(作業内容 a):
下の文章に出てくる色をすべて書き出してください。

☆ ☆ ☆ ☆ ☆ ☆ ☆

タクシーの陰になっていてちらりとしか見えませんでしたが、一瞬でも強烈なインパクトを放つクマ。
ウエーブのかかった肩下まで伸びた茶髪。
ダブルの紫色したスーツがはち切れんばかりに突き出した腹。
こちらをにらみ付ける鋭い眼光の下には毛むくじゃらの黒いヒゲ。
あきらかにカタギの人間ではありません。
クマはちょうど携帯電話で誰かと話している最中だったのか、耳元に手をやりながらボクたちの方をにらんでいました。
何か非常に胸騒ぎがいたします。
ボクはヒートアップするK君を静止させなければと、強い衝動に駆られました。
クラクションを鳴らし続けた後、またウインドウ越しに叫び声をあげているK君を止めようと後部座席に振り返ろうとした時でした。
クマ「ってんじゃねーぞゴルァァァァ!!」
辺り一帯に響き渡りそうな凄まじい雄叫びをあげたかと思うと、クマは持っていた携帯電話を物凄い勢いで地面に叩き付けたのです。
携帯が砕ける音が、こちらにも聞こえました。
と、その瞬間
「オラァァァァ!!!」

☆ ☆ ☆ ☆ ☆ ☆ ☆

(作業内容 b):
下の行を絞り込み、文字列「window」を含む行だけをすべて抜き出してください。大文字と小文字は区別します。

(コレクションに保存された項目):
☆ ☆ ☆ ☆ ☆ ☆ ☆

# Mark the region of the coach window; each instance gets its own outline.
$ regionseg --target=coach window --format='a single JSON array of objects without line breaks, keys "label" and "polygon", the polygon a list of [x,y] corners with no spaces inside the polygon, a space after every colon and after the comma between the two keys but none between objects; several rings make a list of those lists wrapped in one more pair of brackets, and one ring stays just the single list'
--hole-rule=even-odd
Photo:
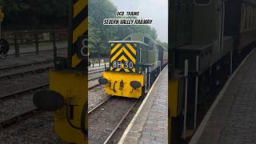
[{"label": "coach window", "polygon": [[194,3],[196,6],[209,6],[211,3],[211,0],[194,0]]},{"label": "coach window", "polygon": [[154,42],[150,38],[149,38],[147,37],[144,37],[144,42],[150,46],[150,50],[154,50]]}]

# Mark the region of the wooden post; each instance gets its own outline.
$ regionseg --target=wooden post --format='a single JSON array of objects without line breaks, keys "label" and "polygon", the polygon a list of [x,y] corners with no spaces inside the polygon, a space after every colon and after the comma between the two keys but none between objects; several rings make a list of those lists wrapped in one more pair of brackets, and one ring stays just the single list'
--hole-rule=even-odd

☆ ☆ ☆ ☆ ☆ ☆ ☆

(作業結果 a):
茶、紫、黒

(作業結果 b):
# Mark the region of the coach window; each instance gets its own outline.
$ regionseg --target=coach window --format='a single JSON array of objects without line breaks, keys "label" and "polygon", the polygon a list of [x,y] corners with no spaces inside the polygon, a space after every colon and after the comma between the two keys but none between objects; several rings make a list of those lists wrapped in one more pair of brackets, and one ring stays just the single list'
[{"label": "coach window", "polygon": [[194,3],[196,6],[209,6],[211,3],[211,0],[194,0]]},{"label": "coach window", "polygon": [[154,42],[150,38],[149,38],[147,37],[144,37],[144,42],[150,46],[150,50],[154,50]]}]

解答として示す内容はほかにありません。